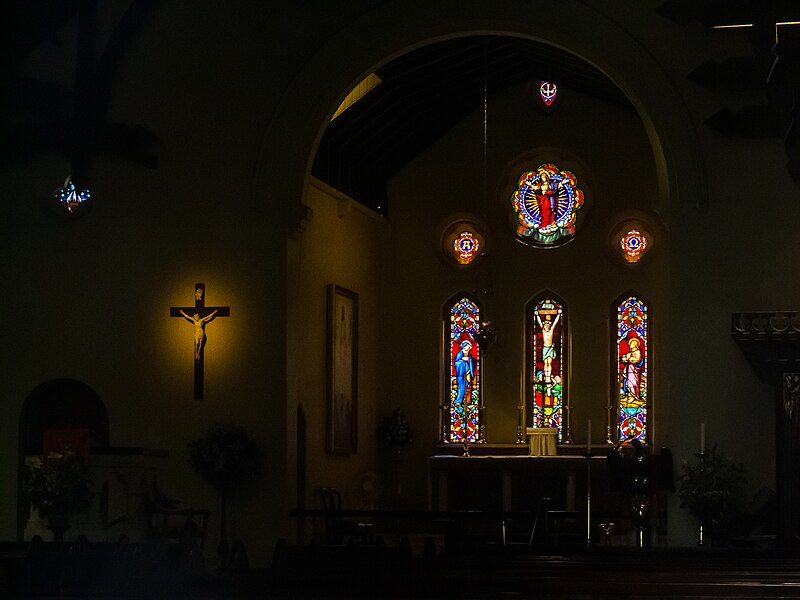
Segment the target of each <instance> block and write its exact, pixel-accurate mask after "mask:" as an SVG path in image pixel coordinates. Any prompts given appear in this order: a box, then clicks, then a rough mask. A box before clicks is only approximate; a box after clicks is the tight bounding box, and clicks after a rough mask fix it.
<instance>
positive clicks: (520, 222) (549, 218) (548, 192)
mask: <svg viewBox="0 0 800 600" xmlns="http://www.w3.org/2000/svg"><path fill="white" fill-rule="evenodd" d="M512 206H513V209H514V212H515V214H516V216H517V235H518V236H519V237H520V238H521V239H522V240H523V241H530V242H534V243H539V244H553V243H555V242H557V241H559V240H563V239H565V238H569V237H571V236H572V235H573V234H574V233H575V221H576V219H577V216H578V209H579V208H580V207H581V206H583V191H582V190H580V189H579V188H578V180H577V178H576V177H575V175H573V174H572V173H570V172H569V171H563V170H560V169H559V168H558V167H556V166H555V165H552V164H543V165H540V166H539V168H537V169H536V170H535V171H527V172H526V173H523V174H522V175H521V176H520V178H519V182H518V183H517V191H516V192H514V197H513V199H512Z"/></svg>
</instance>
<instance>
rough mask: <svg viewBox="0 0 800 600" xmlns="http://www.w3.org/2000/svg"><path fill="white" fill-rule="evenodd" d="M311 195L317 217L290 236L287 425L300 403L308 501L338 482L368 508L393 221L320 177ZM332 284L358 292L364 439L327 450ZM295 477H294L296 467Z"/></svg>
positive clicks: (349, 502) (361, 414) (390, 356)
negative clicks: (327, 418) (326, 403)
mask: <svg viewBox="0 0 800 600" xmlns="http://www.w3.org/2000/svg"><path fill="white" fill-rule="evenodd" d="M305 202H306V203H307V206H308V207H309V208H310V209H311V210H312V211H313V212H312V216H311V218H310V220H309V222H308V225H307V227H306V229H305V231H304V232H303V233H302V235H300V236H298V239H296V240H292V241H290V242H289V265H290V268H289V287H288V298H289V300H288V306H289V327H288V332H289V336H288V341H287V344H288V350H287V351H288V388H287V397H288V398H289V404H290V406H289V410H288V420H289V424H288V425H287V427H288V428H289V429H290V430H292V431H294V430H295V429H296V420H295V415H296V406H297V405H298V404H299V405H301V406H302V409H303V413H304V415H305V420H306V440H307V443H306V466H305V469H306V480H305V489H306V496H305V498H304V501H305V504H306V506H309V507H319V506H320V497H319V495H318V490H319V488H320V487H335V488H337V489H338V490H339V491H340V492H341V493H342V495H343V502H344V503H345V505H346V506H349V507H354V508H359V507H360V508H366V507H368V506H369V504H370V503H371V502H372V501H373V500H374V498H367V497H365V496H364V495H363V494H362V493H361V490H359V489H358V482H359V478H360V477H361V476H362V475H363V474H364V473H366V472H373V471H375V470H376V469H377V464H376V459H377V454H378V422H379V418H380V416H381V414H380V412H379V411H380V409H381V402H380V391H381V379H383V378H387V377H392V376H393V373H392V371H393V370H392V368H391V366H390V365H391V357H392V356H393V355H394V349H393V346H394V343H395V341H394V339H393V337H392V336H389V337H388V338H387V337H386V336H385V335H382V333H383V332H384V331H385V329H384V327H383V325H382V323H381V316H382V312H383V310H382V307H381V300H382V297H381V287H380V282H381V281H382V271H383V270H384V269H385V263H384V262H383V247H384V245H385V243H386V240H385V236H386V231H387V228H388V226H387V224H386V222H385V220H384V219H383V218H382V217H380V216H378V215H377V214H375V213H373V212H371V211H369V210H368V209H365V208H364V207H362V206H361V205H358V204H356V203H354V202H353V201H352V200H350V199H349V198H347V197H345V196H343V195H342V194H341V193H338V192H337V191H336V190H333V189H332V188H330V187H328V186H327V185H325V184H322V183H321V182H319V181H317V180H314V179H312V180H311V183H310V184H309V186H308V190H307V194H306V198H305ZM329 284H335V285H338V286H340V287H343V288H346V289H347V290H350V291H352V292H355V293H356V294H358V311H359V319H358V333H359V335H358V357H359V359H358V401H357V407H358V408H357V412H358V418H357V431H358V440H357V451H356V452H355V453H352V454H333V453H329V452H327V450H326V444H327V442H326V423H327V421H326V370H325V361H326V323H327V308H326V307H327V304H326V302H327V296H326V293H327V291H326V290H327V286H328V285H329ZM292 435H294V434H292ZM294 459H296V457H295V456H293V457H292V459H290V460H294ZM294 466H295V467H296V463H294ZM289 476H290V478H292V479H293V480H294V477H295V475H294V472H291V473H290V474H289Z"/></svg>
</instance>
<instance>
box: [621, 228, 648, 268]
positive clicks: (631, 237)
mask: <svg viewBox="0 0 800 600" xmlns="http://www.w3.org/2000/svg"><path fill="white" fill-rule="evenodd" d="M648 243H649V242H648V241H647V238H646V237H645V236H644V234H643V233H642V232H641V231H639V230H638V229H629V230H628V231H627V233H625V234H624V235H623V236H622V237H621V238H620V239H619V247H620V248H621V249H622V253H623V255H624V258H625V260H626V261H628V262H639V259H640V258H642V254H644V252H645V250H647V246H648Z"/></svg>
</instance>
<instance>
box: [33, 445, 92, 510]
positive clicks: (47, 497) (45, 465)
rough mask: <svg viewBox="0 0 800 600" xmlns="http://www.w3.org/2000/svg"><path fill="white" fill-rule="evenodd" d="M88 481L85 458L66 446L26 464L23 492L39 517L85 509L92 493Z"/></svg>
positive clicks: (88, 473) (90, 475) (88, 482)
mask: <svg viewBox="0 0 800 600" xmlns="http://www.w3.org/2000/svg"><path fill="white" fill-rule="evenodd" d="M91 484H92V473H91V471H90V470H89V467H88V466H87V465H86V462H85V461H84V460H83V458H82V457H80V456H79V455H77V454H76V453H75V452H73V451H72V450H70V449H68V448H63V449H61V451H60V452H50V453H48V454H47V455H46V456H43V457H42V461H41V463H40V464H30V463H28V464H26V471H25V484H24V486H25V492H26V493H27V494H28V499H29V500H30V503H31V506H32V507H33V508H35V509H37V510H38V511H39V514H40V515H41V516H42V517H49V516H51V515H59V516H63V517H68V516H69V515H72V514H75V513H79V512H83V511H85V510H88V509H89V507H90V506H91V503H92V498H93V497H94V494H93V493H92V491H91Z"/></svg>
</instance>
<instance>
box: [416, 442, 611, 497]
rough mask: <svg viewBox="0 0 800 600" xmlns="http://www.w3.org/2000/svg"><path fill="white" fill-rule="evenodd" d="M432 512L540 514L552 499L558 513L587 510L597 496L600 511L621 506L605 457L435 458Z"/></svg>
mask: <svg viewBox="0 0 800 600" xmlns="http://www.w3.org/2000/svg"><path fill="white" fill-rule="evenodd" d="M428 468H429V477H430V485H429V490H430V498H429V504H430V508H431V509H432V510H487V511H516V510H534V509H536V507H537V506H538V504H539V502H540V500H541V499H542V498H548V499H549V501H548V503H549V506H550V508H552V509H554V510H566V511H575V510H579V509H580V510H585V509H586V497H587V492H589V491H591V494H592V498H593V502H594V503H595V506H596V507H597V509H598V510H606V511H607V510H612V509H613V508H616V507H617V505H618V504H620V502H619V501H620V500H621V498H619V499H618V498H617V496H618V494H616V493H611V490H610V489H609V478H608V463H607V459H606V456H605V453H603V454H602V455H596V456H592V457H591V458H590V459H589V458H586V457H585V456H583V455H578V454H572V455H566V454H562V455H556V456H525V455H485V456H431V457H430V458H429V459H428Z"/></svg>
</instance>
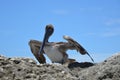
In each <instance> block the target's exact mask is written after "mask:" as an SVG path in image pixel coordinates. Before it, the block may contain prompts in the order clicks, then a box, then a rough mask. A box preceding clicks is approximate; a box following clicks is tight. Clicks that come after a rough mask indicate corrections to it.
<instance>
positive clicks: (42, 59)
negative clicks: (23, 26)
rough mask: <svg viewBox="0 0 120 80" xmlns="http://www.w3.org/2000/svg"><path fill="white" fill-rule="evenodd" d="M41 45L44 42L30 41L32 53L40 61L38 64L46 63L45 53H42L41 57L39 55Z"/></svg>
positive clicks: (40, 56)
mask: <svg viewBox="0 0 120 80" xmlns="http://www.w3.org/2000/svg"><path fill="white" fill-rule="evenodd" d="M41 44H42V42H39V41H37V40H30V41H29V46H30V49H31V52H32V53H33V55H34V56H35V58H36V59H37V60H38V62H39V63H46V59H45V57H44V55H43V53H44V52H42V54H40V55H39V54H38V52H39V49H40V45H41Z"/></svg>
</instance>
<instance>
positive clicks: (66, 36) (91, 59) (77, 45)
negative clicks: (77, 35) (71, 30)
mask: <svg viewBox="0 0 120 80" xmlns="http://www.w3.org/2000/svg"><path fill="white" fill-rule="evenodd" d="M63 38H64V39H65V40H67V41H68V43H69V44H68V45H67V46H66V47H67V48H68V49H75V50H77V51H78V52H79V53H81V54H82V55H84V54H87V55H88V56H89V57H90V58H91V60H92V61H93V62H94V60H93V58H92V57H91V56H90V55H89V53H88V52H87V51H86V50H85V48H83V47H82V46H81V45H80V44H79V43H78V42H77V41H75V40H74V39H72V38H71V37H69V36H63Z"/></svg>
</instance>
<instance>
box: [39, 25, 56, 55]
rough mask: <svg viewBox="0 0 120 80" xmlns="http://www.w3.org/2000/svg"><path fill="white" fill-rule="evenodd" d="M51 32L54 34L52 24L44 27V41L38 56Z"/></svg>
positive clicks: (44, 45)
mask: <svg viewBox="0 0 120 80" xmlns="http://www.w3.org/2000/svg"><path fill="white" fill-rule="evenodd" d="M53 32H54V28H53V25H52V24H48V25H46V28H45V35H44V39H43V42H42V45H41V46H40V50H39V53H38V54H41V53H42V51H43V48H44V46H45V43H46V42H48V39H49V37H50V36H51V35H52V33H53Z"/></svg>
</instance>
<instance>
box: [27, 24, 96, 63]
mask: <svg viewBox="0 0 120 80" xmlns="http://www.w3.org/2000/svg"><path fill="white" fill-rule="evenodd" d="M53 32H54V27H53V25H52V24H49V25H46V29H45V34H44V39H43V41H42V42H41V41H37V40H30V41H29V46H30V49H31V52H32V53H33V55H34V56H35V58H36V59H37V60H38V62H39V63H46V58H45V56H44V54H46V55H47V56H48V57H49V59H50V60H51V61H52V63H61V64H64V63H66V62H74V61H75V59H70V58H68V54H67V53H66V51H67V50H77V52H79V53H81V54H82V55H85V54H87V55H88V56H89V57H90V58H91V60H92V61H93V62H94V60H93V58H92V57H91V56H90V55H89V53H88V52H87V51H86V50H85V49H84V48H83V47H82V46H81V45H80V44H79V43H78V42H77V41H75V40H74V39H72V38H71V37H69V36H63V38H64V39H65V40H67V42H49V41H48V39H49V37H50V36H51V35H52V34H53Z"/></svg>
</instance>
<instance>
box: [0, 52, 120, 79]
mask: <svg viewBox="0 0 120 80" xmlns="http://www.w3.org/2000/svg"><path fill="white" fill-rule="evenodd" d="M0 80H120V53H118V54H115V55H113V56H112V57H110V58H108V59H106V60H105V61H104V62H101V63H96V64H93V63H90V62H84V63H78V62H74V63H72V64H69V65H68V66H64V65H61V64H37V62H36V61H35V60H33V59H30V58H7V57H4V56H0Z"/></svg>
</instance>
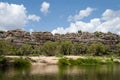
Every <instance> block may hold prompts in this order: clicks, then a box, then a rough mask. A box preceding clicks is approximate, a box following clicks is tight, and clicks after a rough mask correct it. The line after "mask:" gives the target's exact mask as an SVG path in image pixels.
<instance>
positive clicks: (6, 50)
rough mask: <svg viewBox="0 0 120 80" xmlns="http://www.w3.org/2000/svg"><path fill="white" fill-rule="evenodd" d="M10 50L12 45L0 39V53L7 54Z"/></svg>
mask: <svg viewBox="0 0 120 80" xmlns="http://www.w3.org/2000/svg"><path fill="white" fill-rule="evenodd" d="M11 52H12V46H11V45H10V44H8V43H7V42H5V41H3V40H0V55H5V54H9V53H11Z"/></svg>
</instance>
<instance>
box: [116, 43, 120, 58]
mask: <svg viewBox="0 0 120 80" xmlns="http://www.w3.org/2000/svg"><path fill="white" fill-rule="evenodd" d="M116 52H117V53H118V55H119V56H120V42H119V43H118V44H117V49H116Z"/></svg>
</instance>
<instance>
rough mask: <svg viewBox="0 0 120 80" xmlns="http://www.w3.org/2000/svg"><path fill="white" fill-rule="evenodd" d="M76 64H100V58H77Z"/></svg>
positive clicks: (81, 64)
mask: <svg viewBox="0 0 120 80" xmlns="http://www.w3.org/2000/svg"><path fill="white" fill-rule="evenodd" d="M76 61H77V65H97V64H101V60H100V59H94V58H86V59H83V58H78V59H77V60H76Z"/></svg>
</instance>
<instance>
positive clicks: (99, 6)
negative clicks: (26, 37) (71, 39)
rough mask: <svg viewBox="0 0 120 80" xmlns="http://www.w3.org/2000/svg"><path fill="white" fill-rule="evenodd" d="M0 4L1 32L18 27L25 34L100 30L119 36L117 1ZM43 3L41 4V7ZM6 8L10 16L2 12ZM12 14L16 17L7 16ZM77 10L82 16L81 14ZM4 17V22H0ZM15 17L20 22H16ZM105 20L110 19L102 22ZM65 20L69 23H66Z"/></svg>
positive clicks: (50, 0)
mask: <svg viewBox="0 0 120 80" xmlns="http://www.w3.org/2000/svg"><path fill="white" fill-rule="evenodd" d="M0 2H1V3H0V6H1V7H0V13H1V14H0V29H3V30H6V29H8V30H9V29H16V28H22V29H24V30H26V31H29V30H33V31H51V32H53V33H67V32H76V31H77V30H78V29H81V30H83V31H89V32H94V31H97V30H98V31H99V30H100V31H102V32H108V31H111V32H114V33H118V34H119V33H120V32H119V31H120V24H119V23H116V21H114V20H117V21H119V20H120V15H118V14H119V13H120V0H0ZM43 3H45V4H44V5H43V7H42V4H43ZM3 4H4V6H3ZM12 4H13V5H17V6H20V7H19V8H17V10H16V8H15V7H16V6H13V8H12V9H11V8H9V7H10V6H12ZM21 5H22V6H21ZM5 6H7V8H6V7H5ZM21 8H22V10H21ZM24 8H25V9H24ZM41 8H43V10H41ZM8 9H10V11H7V12H9V13H10V14H9V13H7V12H6V10H8ZM87 10H88V12H87ZM12 11H13V12H16V13H17V14H18V15H19V16H18V15H17V17H16V18H15V17H10V16H12V15H13V12H12ZM80 11H81V12H86V13H84V14H82V13H81V12H80ZM2 12H3V14H2ZM103 14H104V15H103ZM5 15H8V16H5ZM20 15H23V16H20ZM33 15H34V17H33ZM114 15H116V16H114ZM28 16H29V17H28ZM30 16H32V17H30ZM70 16H71V17H70ZM75 16H77V19H76V17H75ZM113 16H114V17H113ZM4 17H5V20H4V21H2V18H4ZM19 17H20V18H22V19H20V20H18V19H19ZM106 17H109V18H110V19H106ZM12 18H13V21H12ZM14 18H15V19H14ZM69 18H70V19H71V20H68V19H69ZM6 20H7V21H6ZM17 20H18V21H17ZM5 21H6V22H5ZM9 21H11V22H9ZM22 21H23V22H22ZM109 22H110V23H111V22H113V24H111V25H110V24H108V23H109ZM8 23H9V24H8ZM15 23H16V24H15ZM17 24H19V25H17ZM96 25H97V26H96ZM101 26H102V27H101ZM116 26H117V27H116Z"/></svg>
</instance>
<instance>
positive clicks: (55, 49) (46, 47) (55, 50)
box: [42, 41, 57, 56]
mask: <svg viewBox="0 0 120 80" xmlns="http://www.w3.org/2000/svg"><path fill="white" fill-rule="evenodd" d="M56 49H57V43H56V42H52V41H47V42H45V43H44V44H43V46H42V52H43V53H45V54H46V55H49V56H53V55H55V54H56Z"/></svg>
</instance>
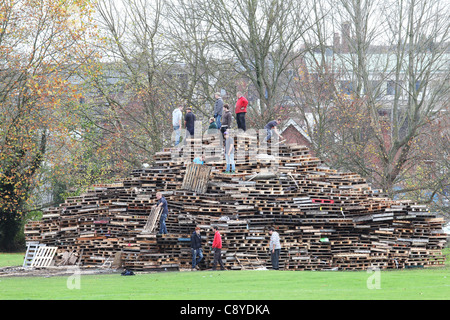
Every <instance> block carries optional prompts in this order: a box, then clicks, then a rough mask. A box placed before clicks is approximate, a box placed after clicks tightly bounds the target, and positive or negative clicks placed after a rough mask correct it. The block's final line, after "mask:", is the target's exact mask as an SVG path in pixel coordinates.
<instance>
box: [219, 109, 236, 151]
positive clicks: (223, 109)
mask: <svg viewBox="0 0 450 320" xmlns="http://www.w3.org/2000/svg"><path fill="white" fill-rule="evenodd" d="M232 120H233V116H232V115H231V111H230V106H229V105H228V104H225V105H224V106H223V118H222V125H221V126H220V132H222V138H223V139H225V134H224V133H225V131H228V130H229V129H231V121H232ZM224 145H225V141H224Z"/></svg>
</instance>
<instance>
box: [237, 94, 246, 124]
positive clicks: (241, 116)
mask: <svg viewBox="0 0 450 320" xmlns="http://www.w3.org/2000/svg"><path fill="white" fill-rule="evenodd" d="M236 96H237V98H238V100H237V102H236V107H235V113H236V122H237V126H238V129H242V130H243V131H246V130H247V127H246V125H245V115H246V113H247V105H248V100H247V99H246V98H245V97H244V96H243V95H242V92H240V91H238V92H237V93H236Z"/></svg>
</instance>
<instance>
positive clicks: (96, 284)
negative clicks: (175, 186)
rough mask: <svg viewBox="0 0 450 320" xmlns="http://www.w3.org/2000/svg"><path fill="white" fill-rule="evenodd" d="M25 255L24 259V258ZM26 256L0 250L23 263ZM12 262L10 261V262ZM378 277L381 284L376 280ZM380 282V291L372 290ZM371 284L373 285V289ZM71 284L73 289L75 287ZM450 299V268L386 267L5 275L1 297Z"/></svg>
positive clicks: (307, 298) (8, 259) (3, 280)
mask: <svg viewBox="0 0 450 320" xmlns="http://www.w3.org/2000/svg"><path fill="white" fill-rule="evenodd" d="M20 257H21V258H20ZM22 259H23V254H21V255H18V257H14V255H5V254H0V266H1V265H5V261H15V262H19V263H16V264H15V265H21V261H22ZM10 265H11V264H10ZM375 279H376V280H377V282H376V281H375ZM375 284H378V285H379V289H376V288H373V287H374V285H375ZM371 287H372V289H371ZM71 288H72V289H71ZM449 298H450V268H449V267H448V264H447V267H446V268H434V269H406V270H389V271H381V272H380V273H379V274H374V273H369V272H365V271H358V272H356V271H353V272H351V271H346V272H345V271H344V272H333V271H328V272H326V271H322V272H319V271H315V272H313V271H272V270H265V271H223V272H222V271H216V272H212V271H195V272H189V271H185V272H162V273H150V274H149V273H147V274H137V275H135V276H121V275H120V274H119V273H117V274H103V275H82V276H64V277H48V278H45V277H0V299H1V300H7V299H16V300H29V299H37V300H40V299H45V300H53V299H58V300H72V299H76V300H83V299H89V300H110V299H120V300H128V299H130V300H139V299H148V300H150V299H156V300H209V299H219V300H221V299H224V300H264V299H267V300H289V299H295V300H300V299H302V300H304V299H314V300H316V299H331V300H333V299H339V300H345V299H352V300H358V299H361V300H372V299H378V300H380V299H381V300H392V299H397V300H398V299H400V300H415V299H421V300H429V299H433V300H434V299H440V300H442V299H445V300H448V299H449Z"/></svg>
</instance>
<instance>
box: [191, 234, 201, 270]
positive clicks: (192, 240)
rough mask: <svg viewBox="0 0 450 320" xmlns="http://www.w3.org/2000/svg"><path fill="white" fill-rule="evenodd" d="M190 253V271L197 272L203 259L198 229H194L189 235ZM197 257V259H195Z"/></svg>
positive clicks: (195, 258) (199, 236) (200, 235)
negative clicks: (199, 263) (190, 265)
mask: <svg viewBox="0 0 450 320" xmlns="http://www.w3.org/2000/svg"><path fill="white" fill-rule="evenodd" d="M191 253H192V270H195V269H197V270H199V269H200V268H199V266H198V264H199V263H200V261H202V259H203V251H202V236H201V234H200V227H196V228H195V230H194V232H193V233H192V234H191ZM197 256H198V258H197Z"/></svg>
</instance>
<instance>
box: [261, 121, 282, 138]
mask: <svg viewBox="0 0 450 320" xmlns="http://www.w3.org/2000/svg"><path fill="white" fill-rule="evenodd" d="M280 123H281V119H280V118H278V119H277V120H273V121H270V122H268V123H267V124H266V126H265V127H264V129H266V131H267V136H266V138H265V141H266V142H267V141H269V139H270V138H272V130H273V132H275V134H276V135H277V136H278V138H280V139H281V135H280V133H279V132H278V129H277V126H278V125H279V124H280Z"/></svg>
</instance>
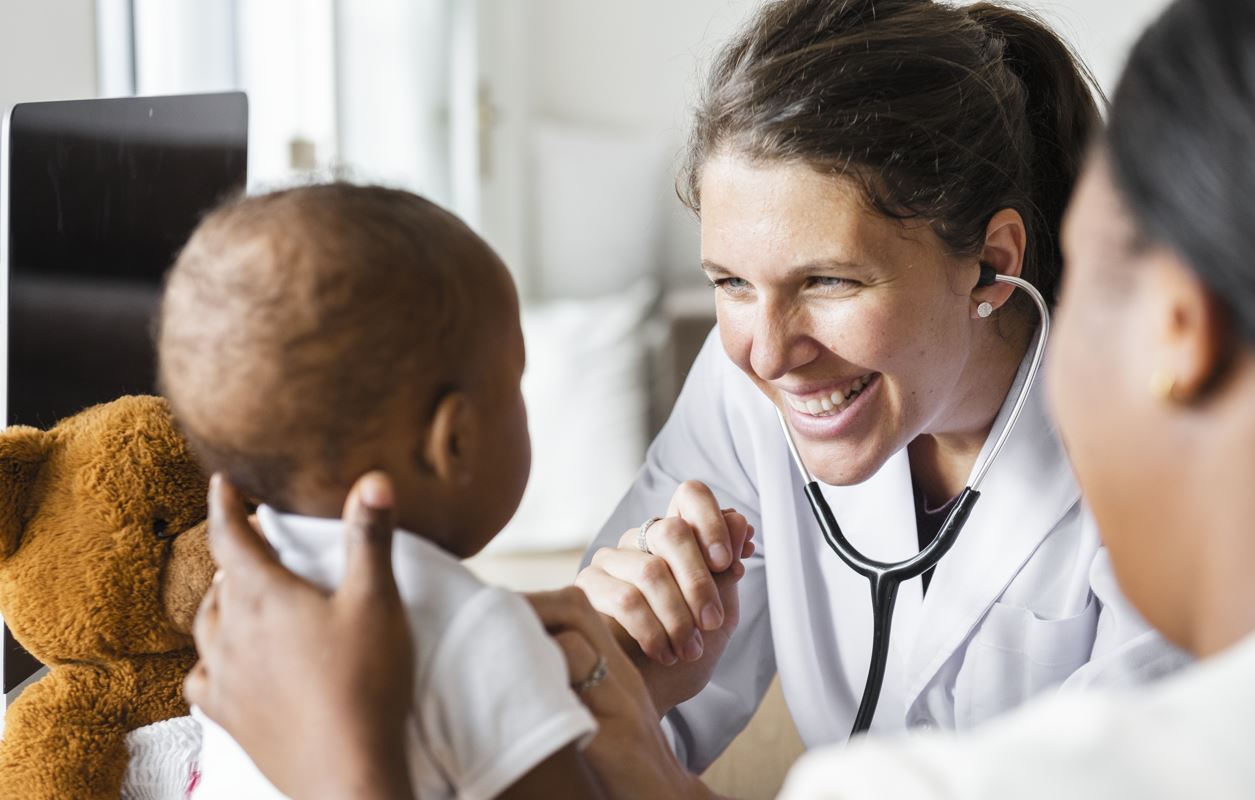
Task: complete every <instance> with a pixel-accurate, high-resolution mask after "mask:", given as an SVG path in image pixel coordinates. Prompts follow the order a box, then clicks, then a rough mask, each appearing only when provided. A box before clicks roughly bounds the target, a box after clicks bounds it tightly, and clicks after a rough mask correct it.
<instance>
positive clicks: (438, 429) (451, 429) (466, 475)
mask: <svg viewBox="0 0 1255 800" xmlns="http://www.w3.org/2000/svg"><path fill="white" fill-rule="evenodd" d="M478 433H479V431H478V426H477V424H476V417H474V409H473V408H472V407H471V401H469V399H468V398H467V396H466V394H463V393H462V392H449V393H448V394H446V396H444V397H443V398H441V402H439V403H437V406H435V413H433V414H432V422H430V426H429V427H428V432H427V442H425V446H424V447H423V453H422V458H423V461H424V462H425V466H427V468H428V470H430V471H432V472H433V473H434V475H435V477H438V478H439V480H442V481H444V482H447V484H452V485H456V486H463V485H466V484H468V482H469V481H471V475H472V470H473V465H472V458H473V457H474V450H476V438H477V437H478Z"/></svg>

● **To-do item**
Pick out each line in the records that contains the word "only", and copy those lines out in full.

● **Solution to this exercise**
Segment the target of each <instance> block and write its exact, pixel-accurate mask after "mask:" as an SVG path in image pixel coordinates. Any prompts given appear in this order: a box, then clicks, then a rough mask. A box before clicks is only approximate; a box after clicks is the tight bounding box, and clicks after a rough mask fix it.
Task: complete every <instance> with a pixel-accurate, high-resolution mask after "mask:", given as an SVG path in image pixel coordinates. Prompts follow the order a box, then clicks, then a rough mask, each appearing only when provided. A box before clicks roughly bounds the target, a box after clicks bounds it tightly, and clicks after a rough mask correct it.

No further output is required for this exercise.